↓↓↓

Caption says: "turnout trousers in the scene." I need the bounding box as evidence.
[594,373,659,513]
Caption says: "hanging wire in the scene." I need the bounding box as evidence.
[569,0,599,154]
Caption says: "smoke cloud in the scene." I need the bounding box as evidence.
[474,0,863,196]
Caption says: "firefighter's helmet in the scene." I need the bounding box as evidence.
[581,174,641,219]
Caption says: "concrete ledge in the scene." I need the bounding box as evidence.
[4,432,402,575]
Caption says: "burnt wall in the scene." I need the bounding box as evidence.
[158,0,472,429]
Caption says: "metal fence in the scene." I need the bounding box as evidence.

↑↑↑
↓↓↓

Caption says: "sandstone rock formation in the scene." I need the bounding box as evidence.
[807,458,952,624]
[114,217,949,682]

↑↑↑

◆ Task objective
Put everything from the line containing "trousers in the" down to the line containing "fence in the" into a numbered list, leaving out blank lines.

◆ Response below
1. Caption says: "turnout trousers in the scene." I need the bounding box as evidence.
2. [594,373,659,513]
3. Caption says: "hanging wire in the scene." I need the bounding box as evidence.
4. [569,0,599,154]
5. Caption says: "smoke cloud in the scene." I need the bounding box as evidence.
6. [474,0,863,196]
7. Caption says: "firefighter's helmet in the scene." I need the bounding box as evidence.
8. [581,174,641,219]
9. Caption says: "concrete ledge in the scene." I need the bounding box as evidence.
10. [4,432,402,575]
11. Caption says: "burnt wall in the scene." I need the bounding box as evidence.
12. [158,0,472,429]
13. Caption says: "metal fence in the scene." I need the bounding box as evidence.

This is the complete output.